- **SELECTED TEXT**
····················

I know this because I spent almost six weeks researching Europe and Central America in the time of Columbus to create the scenario for a class called "Empire." Population numbers for all major cities in Europe and Central America, major educational and cultural centers on each continent, diplomatic, technological and military strengths and weaknesses of the time are all represented in the mod and cited in the readme file.
For the class, students had to play the game in addition to their readings and discuss whether the scenario accurately represented the period. One of the key concepts students should have learned about was the role of belief systems as described in the book "The Conquest of America: The Question of the Other." In essence, the book and the game make the same argument: Had the Aztecs viewed the world differently, their clash with the Spanish conquistadors would have been radically different.
Employing videogames in the curriculum at Dickinson College is a relatively recent development. It was only a few years ago when I began reading academics such as James Paul Gee, Henry Jenkins and Bryan Alexander who discuss the teaching potential of games.
Even then, we were slow to adopt. It's one thing to point to pedagogical principles in a game, but integration into a course is a whole different question. Most computer games take hours to learn and even longer to play through. To justify such an investment in time, a game would not only have to match the content of the course, but provide a learning experience that couldn't be accomplished through reading, writing and class discussion.

····················

Dataset items:
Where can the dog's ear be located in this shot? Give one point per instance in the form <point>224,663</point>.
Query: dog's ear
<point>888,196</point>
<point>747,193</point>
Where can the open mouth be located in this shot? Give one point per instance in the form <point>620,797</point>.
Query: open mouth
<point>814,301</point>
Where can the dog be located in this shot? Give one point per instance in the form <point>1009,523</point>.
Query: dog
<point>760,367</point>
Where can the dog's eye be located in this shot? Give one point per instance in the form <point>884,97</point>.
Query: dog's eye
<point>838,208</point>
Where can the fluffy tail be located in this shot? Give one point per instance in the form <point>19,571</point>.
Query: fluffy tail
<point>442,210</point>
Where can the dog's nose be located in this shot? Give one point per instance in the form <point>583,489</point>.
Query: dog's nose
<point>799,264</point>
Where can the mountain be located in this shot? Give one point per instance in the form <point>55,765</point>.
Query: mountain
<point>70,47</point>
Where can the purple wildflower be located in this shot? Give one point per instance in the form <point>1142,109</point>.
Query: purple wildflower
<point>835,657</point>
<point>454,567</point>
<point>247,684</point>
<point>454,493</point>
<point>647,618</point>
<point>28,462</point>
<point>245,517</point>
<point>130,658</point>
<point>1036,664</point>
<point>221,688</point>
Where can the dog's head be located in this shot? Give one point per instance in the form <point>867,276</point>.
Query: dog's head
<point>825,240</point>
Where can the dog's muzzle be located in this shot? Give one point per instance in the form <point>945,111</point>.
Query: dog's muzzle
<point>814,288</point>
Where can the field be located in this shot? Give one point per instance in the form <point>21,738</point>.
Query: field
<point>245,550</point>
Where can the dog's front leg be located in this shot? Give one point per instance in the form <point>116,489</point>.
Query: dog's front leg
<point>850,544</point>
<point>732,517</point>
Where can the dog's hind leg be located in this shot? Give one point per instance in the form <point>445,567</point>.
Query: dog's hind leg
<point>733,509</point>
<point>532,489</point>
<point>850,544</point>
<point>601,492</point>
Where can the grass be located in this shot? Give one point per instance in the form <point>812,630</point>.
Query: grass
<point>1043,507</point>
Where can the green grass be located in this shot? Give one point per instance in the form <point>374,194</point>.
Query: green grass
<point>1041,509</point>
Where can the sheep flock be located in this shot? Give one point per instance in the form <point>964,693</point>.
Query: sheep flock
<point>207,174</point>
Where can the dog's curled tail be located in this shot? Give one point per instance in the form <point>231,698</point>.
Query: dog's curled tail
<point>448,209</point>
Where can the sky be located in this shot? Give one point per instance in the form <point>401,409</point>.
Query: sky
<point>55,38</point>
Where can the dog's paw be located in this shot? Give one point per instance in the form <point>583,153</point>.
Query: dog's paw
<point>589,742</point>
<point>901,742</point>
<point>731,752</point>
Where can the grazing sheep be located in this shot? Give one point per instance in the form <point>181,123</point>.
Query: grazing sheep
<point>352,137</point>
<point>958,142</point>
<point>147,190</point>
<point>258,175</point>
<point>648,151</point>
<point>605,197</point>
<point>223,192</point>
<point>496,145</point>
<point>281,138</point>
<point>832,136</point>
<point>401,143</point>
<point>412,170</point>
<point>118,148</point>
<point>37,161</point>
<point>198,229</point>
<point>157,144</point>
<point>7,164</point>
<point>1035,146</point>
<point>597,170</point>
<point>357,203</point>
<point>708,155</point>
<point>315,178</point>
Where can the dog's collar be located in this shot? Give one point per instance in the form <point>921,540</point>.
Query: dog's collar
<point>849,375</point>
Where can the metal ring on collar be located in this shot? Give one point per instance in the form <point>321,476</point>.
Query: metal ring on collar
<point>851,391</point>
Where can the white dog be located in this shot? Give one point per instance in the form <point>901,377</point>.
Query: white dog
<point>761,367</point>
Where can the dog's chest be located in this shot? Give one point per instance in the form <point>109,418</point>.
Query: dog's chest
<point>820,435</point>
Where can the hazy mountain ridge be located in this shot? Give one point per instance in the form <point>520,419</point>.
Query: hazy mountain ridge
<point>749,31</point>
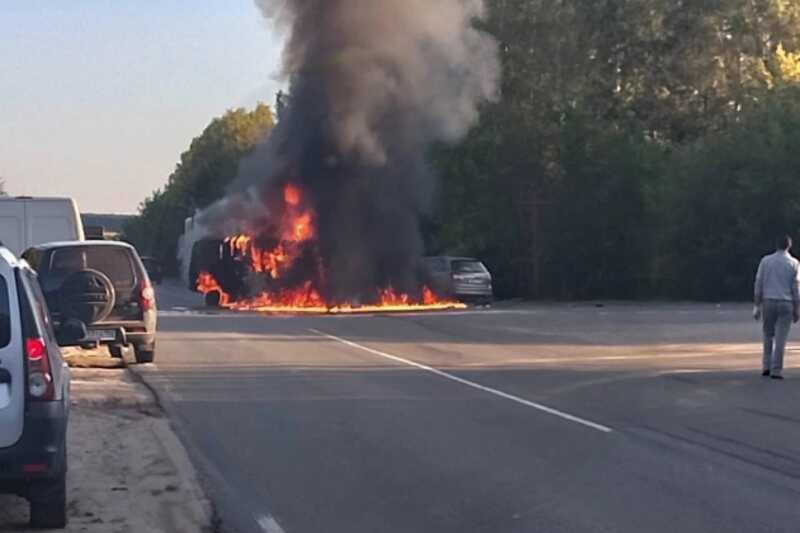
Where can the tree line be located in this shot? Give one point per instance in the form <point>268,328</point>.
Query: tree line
<point>640,149</point>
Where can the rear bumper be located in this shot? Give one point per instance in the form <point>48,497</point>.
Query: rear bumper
<point>472,291</point>
<point>41,447</point>
<point>139,333</point>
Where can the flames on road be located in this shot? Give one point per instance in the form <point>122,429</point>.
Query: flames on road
<point>282,272</point>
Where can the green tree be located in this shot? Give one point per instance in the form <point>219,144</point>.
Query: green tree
<point>200,178</point>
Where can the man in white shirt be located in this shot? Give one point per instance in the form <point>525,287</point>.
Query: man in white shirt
<point>777,299</point>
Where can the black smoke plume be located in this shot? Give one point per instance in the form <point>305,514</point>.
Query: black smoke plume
<point>373,84</point>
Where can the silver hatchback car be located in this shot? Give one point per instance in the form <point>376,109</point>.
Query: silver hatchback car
<point>464,278</point>
<point>34,396</point>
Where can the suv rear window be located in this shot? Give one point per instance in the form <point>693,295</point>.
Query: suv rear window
<point>111,261</point>
<point>5,315</point>
<point>468,267</point>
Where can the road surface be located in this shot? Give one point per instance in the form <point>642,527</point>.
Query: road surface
<point>523,419</point>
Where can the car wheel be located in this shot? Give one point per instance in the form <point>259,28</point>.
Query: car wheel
<point>48,501</point>
<point>144,356</point>
<point>115,350</point>
<point>87,295</point>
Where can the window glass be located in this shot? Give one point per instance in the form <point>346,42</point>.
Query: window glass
<point>113,262</point>
<point>468,267</point>
<point>5,315</point>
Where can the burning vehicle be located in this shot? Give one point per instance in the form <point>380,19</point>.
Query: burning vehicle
<point>323,215</point>
<point>283,272</point>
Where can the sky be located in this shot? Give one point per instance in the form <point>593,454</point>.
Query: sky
<point>98,98</point>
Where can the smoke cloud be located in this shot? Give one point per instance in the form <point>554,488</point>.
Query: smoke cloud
<point>373,84</point>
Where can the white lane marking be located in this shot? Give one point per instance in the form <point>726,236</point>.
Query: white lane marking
<point>269,524</point>
<point>474,385</point>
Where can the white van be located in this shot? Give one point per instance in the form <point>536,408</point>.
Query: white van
<point>26,221</point>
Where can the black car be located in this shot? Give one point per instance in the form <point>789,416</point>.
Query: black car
<point>103,284</point>
<point>34,396</point>
<point>464,278</point>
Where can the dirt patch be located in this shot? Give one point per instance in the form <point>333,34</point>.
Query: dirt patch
<point>91,358</point>
<point>128,472</point>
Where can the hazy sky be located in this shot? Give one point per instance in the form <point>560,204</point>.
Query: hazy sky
<point>98,98</point>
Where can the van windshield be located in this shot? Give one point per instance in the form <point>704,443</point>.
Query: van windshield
<point>5,315</point>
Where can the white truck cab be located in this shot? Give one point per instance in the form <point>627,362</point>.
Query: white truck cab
<point>26,221</point>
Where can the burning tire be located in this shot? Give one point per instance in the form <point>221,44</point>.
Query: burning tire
<point>213,299</point>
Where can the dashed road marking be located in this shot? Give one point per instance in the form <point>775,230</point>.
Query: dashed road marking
<point>269,524</point>
<point>474,385</point>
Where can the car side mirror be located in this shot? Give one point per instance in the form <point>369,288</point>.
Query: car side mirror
<point>71,333</point>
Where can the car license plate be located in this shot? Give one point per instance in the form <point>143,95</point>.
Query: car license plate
<point>101,335</point>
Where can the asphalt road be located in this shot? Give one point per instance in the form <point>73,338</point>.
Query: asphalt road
<point>521,419</point>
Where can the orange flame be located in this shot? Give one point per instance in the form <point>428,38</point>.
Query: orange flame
<point>297,228</point>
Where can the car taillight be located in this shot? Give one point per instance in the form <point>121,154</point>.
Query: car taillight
<point>147,297</point>
<point>40,380</point>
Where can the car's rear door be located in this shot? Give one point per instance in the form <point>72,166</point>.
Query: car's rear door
<point>12,363</point>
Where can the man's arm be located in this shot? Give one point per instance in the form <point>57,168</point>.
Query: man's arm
<point>796,291</point>
<point>758,292</point>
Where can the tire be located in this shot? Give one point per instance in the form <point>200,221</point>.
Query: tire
<point>48,503</point>
<point>116,350</point>
<point>213,299</point>
<point>144,356</point>
<point>87,295</point>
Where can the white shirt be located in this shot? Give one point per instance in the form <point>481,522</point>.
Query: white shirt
<point>778,278</point>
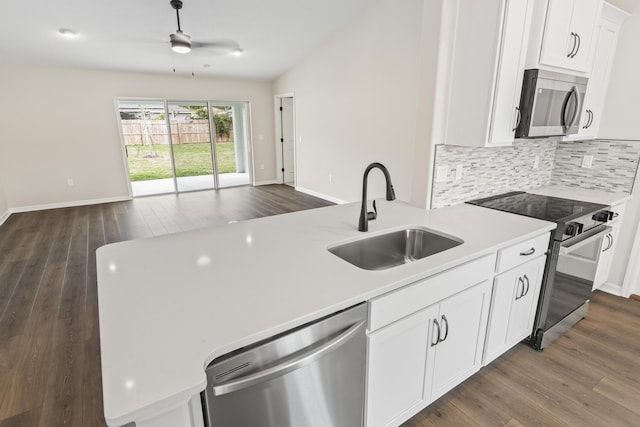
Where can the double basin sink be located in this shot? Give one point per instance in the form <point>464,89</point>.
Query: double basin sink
<point>384,251</point>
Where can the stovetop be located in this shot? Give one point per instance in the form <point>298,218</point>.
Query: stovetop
<point>547,208</point>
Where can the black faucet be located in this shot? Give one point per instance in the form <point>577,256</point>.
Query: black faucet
<point>365,217</point>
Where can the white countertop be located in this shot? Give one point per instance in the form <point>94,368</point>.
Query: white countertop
<point>169,305</point>
<point>582,194</point>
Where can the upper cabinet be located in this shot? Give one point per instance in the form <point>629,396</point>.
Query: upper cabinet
<point>569,30</point>
<point>487,67</point>
<point>605,47</point>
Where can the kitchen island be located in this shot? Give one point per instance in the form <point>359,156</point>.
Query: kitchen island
<point>171,304</point>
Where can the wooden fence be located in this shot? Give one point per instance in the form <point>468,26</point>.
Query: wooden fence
<point>143,132</point>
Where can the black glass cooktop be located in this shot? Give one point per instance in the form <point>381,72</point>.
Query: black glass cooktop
<point>547,208</point>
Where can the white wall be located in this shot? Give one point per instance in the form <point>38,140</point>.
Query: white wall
<point>4,206</point>
<point>620,121</point>
<point>357,100</point>
<point>62,123</point>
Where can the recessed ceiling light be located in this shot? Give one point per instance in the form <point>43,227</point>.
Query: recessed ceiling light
<point>67,33</point>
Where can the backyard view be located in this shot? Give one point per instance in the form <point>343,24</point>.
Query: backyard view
<point>168,145</point>
<point>193,159</point>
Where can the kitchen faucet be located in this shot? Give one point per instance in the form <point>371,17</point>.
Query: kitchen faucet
<point>365,217</point>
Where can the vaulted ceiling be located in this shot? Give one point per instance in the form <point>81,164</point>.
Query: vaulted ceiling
<point>133,35</point>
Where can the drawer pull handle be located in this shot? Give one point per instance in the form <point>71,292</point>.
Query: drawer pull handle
<point>437,338</point>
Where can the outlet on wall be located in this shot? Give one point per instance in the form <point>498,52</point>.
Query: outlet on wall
<point>587,161</point>
<point>441,173</point>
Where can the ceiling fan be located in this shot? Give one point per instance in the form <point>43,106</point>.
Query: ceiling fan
<point>181,42</point>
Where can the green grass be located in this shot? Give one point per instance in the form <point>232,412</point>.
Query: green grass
<point>146,162</point>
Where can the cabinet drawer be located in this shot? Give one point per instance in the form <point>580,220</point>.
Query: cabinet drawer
<point>395,305</point>
<point>522,252</point>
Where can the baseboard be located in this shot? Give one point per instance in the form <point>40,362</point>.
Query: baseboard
<point>68,204</point>
<point>4,216</point>
<point>273,181</point>
<point>321,196</point>
<point>611,288</point>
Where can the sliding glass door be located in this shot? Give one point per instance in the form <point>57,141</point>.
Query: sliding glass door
<point>179,146</point>
<point>230,121</point>
<point>191,142</point>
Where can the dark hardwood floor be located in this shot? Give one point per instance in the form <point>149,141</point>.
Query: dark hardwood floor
<point>49,337</point>
<point>589,377</point>
<point>50,348</point>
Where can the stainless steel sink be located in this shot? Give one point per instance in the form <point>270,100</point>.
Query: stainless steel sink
<point>395,248</point>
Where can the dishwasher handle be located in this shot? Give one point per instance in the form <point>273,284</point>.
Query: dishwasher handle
<point>290,365</point>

····················

- **SET TASK 1**
Condense the paragraph of the passage on teaching with games that starts "Even then, we were slow to adopt" into a short bulleted list that keeps its main facts.
- **SET TASK 2**
Write out, word for word, the part of the passage on teaching with games that opens with the words containing "Employing videogames in" and closes with "and class discussion.".
None of the items is needed for what comes next.

- **CORRECT ANSWER 1**
- Adoption of games in courses was slow.
- Pointing to teaching principles in a game is different from building the game into a course.
- Most computer games take hours to learn and longer to play through.
- To be worth that time, a game must match the course content and offer learning that reading, writing and class discussion can't.

- **CORRECT ANSWER 2**
Employing videogames in the curriculum at Dickinson College is a relatively recent development. It was only a few years ago when I began reading academics such as James Paul Gee, Henry Jenkins and Bryan Alexander who discuss the teaching potential of games.
Even then, we were slow to adopt. It's one thing to point to pedagogical principles in a game, but integration into a course is a whole different question. Most computer games take hours to learn and even longer to play through. To justify such an investment in time, a game would not only have to match the content of the course, but provide a learning experience that couldn't be accomplished through reading, writing and class discussion.